Very Ordinary Couple () is a 2013 South Korean romantic comedy film written and directed by Roh Deok (alternatively spelled Noh Deok), starring Kim Min-hee and Lee Min-ki as a recently separated couple who, being employees at the same bank, must deal with the prospect of continually seeing each other on a daily basis. This inevitably leads to tension and flareups, but over time their feelings towards each other begin to change.

This is Roh Deok's feature directorial debut. She based the screenplay on her own love life and those of her circle of friends.

Plot 
The film follows young bank clerks Lee Dong-hee (Lee Min-ki) and Jang Young (Kim Min-hee) who have just broken up with each other. They work at a local branch of Standard Chartered, and their seemingly nasty split turns scandalous in the office. After going through a period of irrational behavior, including physical fights and Young's impulsive one-night stand with a mutual colleague at work, the two decide to give their relationship another try. Once again, they are madly in love.

The real story of the film begins as the two begin to date again, in spite of their shared doubts and fears. As the second honeymoon phase ends, the same problems ― those that had led to their initial break-up ― surface: the boredom, the trust issues, and the mutual dishonesty about what they really want. The hot-tempered Dong-hee seems like he needs an anger management class, while Young tries to avoid conflicts by telling small lies ― unaware of how lies, regardless of the motivations, can destroy trust.

Above all, the couple's shared experience of the break-up gradually makes them insecure about their relationship. This eventually leads to a suffocating disaster: Dong-hee tries very hard to pretend that he is interested in the things Young suggests doing, only to please her and save their relationship ― although he'd really rather sleep in than go to an amusement park on his day off. Young, on the other hand, gets extremely self-conscious of everything she tells Dong-hee, as she is worried that she will upset him off by "saying something wrong" ― just like how she did before the first break-up.

There is a sadness that fills the screen as the two desperately try to save their relationship, pretending nothing is wrong and trying to believe that things will work out in the end. "I will be good to her," Dong-hee repeatedly says in the film. "I’ll try harder to make this work."

But watching them forcing on a smile while obviously annoyed by each other's company, the audience can instinctively tell that the two will soon part ways ― in spite of their genuine efforts and affection for each other. The movie reaches its climax as the two flawed characters realize that they've messed it up again, that they can no longer be in denial, and there are some things in life that cannot be controlled no matter how hard they try.

■ Written tasks:
a. Summarize the film article in two sentences.
b. Turn the entries, starting at the line that contains "Annotation spec: tight bounding boxes, class = husked" and ending at the line that contains "[[292, 830, 328, 861], [292, 941, 323, 1000]]", into a Markdown table with the columns Row and Line, leaving out any blank lines.

Annotated coordinate entries
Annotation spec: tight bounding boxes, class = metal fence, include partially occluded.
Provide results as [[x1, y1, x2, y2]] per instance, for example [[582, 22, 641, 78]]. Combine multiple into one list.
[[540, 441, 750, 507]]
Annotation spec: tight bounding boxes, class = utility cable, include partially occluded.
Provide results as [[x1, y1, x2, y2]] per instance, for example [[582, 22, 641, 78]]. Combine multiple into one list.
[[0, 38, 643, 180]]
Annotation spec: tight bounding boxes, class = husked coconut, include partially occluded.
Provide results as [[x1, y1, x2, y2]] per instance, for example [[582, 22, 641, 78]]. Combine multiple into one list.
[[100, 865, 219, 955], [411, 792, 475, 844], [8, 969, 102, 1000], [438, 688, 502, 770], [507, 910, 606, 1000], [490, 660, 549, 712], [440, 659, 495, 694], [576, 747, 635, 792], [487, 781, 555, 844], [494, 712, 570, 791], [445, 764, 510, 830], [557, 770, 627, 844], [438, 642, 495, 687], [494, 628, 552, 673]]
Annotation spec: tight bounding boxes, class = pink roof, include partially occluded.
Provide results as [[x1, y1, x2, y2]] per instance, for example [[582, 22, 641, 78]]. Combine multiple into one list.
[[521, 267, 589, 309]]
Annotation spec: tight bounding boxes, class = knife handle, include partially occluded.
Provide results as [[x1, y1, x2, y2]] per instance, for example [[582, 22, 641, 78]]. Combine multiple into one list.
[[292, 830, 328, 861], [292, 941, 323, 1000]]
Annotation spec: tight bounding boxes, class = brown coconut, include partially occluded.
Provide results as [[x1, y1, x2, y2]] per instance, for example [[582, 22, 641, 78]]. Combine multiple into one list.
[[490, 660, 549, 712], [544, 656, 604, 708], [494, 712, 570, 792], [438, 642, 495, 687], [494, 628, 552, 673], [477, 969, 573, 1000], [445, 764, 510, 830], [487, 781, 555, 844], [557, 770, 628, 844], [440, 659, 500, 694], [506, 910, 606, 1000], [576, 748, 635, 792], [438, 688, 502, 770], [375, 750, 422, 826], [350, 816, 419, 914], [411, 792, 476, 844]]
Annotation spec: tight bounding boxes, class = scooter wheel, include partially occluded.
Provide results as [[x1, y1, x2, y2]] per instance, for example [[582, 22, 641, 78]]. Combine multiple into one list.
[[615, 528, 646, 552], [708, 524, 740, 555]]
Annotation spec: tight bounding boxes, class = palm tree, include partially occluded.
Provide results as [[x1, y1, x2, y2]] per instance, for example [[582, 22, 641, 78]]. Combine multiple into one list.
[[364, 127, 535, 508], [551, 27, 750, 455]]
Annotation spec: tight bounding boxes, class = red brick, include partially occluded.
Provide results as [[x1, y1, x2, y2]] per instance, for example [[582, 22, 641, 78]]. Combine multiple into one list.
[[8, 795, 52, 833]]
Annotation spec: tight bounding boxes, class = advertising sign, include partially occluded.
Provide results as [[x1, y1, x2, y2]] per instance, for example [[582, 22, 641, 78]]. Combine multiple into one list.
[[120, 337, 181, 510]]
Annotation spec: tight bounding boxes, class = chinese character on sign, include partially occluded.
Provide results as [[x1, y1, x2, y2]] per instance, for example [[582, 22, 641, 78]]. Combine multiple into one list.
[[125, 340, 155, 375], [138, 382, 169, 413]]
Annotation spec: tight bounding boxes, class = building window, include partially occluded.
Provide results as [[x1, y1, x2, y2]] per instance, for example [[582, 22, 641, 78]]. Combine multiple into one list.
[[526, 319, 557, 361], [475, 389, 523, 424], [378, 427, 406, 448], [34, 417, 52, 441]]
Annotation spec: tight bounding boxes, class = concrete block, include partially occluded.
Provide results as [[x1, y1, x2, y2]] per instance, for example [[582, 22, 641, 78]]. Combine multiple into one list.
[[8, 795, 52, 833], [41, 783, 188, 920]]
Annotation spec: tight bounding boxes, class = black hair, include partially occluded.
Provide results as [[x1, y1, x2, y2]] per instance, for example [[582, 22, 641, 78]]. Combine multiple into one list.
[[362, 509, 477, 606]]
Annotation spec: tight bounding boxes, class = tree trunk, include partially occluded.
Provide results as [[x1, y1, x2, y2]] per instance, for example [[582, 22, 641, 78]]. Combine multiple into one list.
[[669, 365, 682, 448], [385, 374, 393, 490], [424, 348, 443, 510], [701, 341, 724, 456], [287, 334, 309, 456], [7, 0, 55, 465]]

■ Solutions per task:
a. Very Ordinary Couple is a 2013 South Korean romantic comedy written and directed by Roh Deok as her feature directorial debut. It stars Kim Min-hee and Lee Min-ki as recently separated bank clerks who give their relationship another try, only to face the same problems that caused their first break-up and to realize they have messed it up again.

b.
| Row | Line |
|---|---|
| 1 | Annotation spec: tight bounding boxes, class = husked coconut, include partially occluded. |
| 2 | Provide results as [[x1, y1, x2, y2]] per instance, for example [[582, 22, 641, 78]]. Combine multiple into one list. |
| 3 | [[100, 865, 219, 955], [411, 792, 475, 844], [8, 969, 102, 1000], [438, 688, 502, 770], [507, 910, 606, 1000], [490, 660, 549, 712], [440, 659, 495, 694], [576, 747, 635, 792], [487, 781, 555, 844], [494, 712, 570, 791], [445, 764, 510, 830], [557, 770, 627, 844], [438, 642, 495, 687], [494, 628, 552, 673]] |
| 4 | Annotation spec: tight bounding boxes, class = pink roof, include partially occluded. |
| 5 | Provide results as [[x1, y1, x2, y2]] per instance, for example [[582, 22, 641, 78]]. Combine multiple into one list. |
| 6 | [[521, 267, 589, 309]] |
| 7 | Annotation spec: tight bounding boxes, class = knife handle, include partially occluded. |
| 8 | Provide results as [[x1, y1, x2, y2]] per instance, for example [[582, 22, 641, 78]]. Combine multiple into one list. |
| 9 | [[292, 830, 328, 861], [292, 941, 323, 1000]] |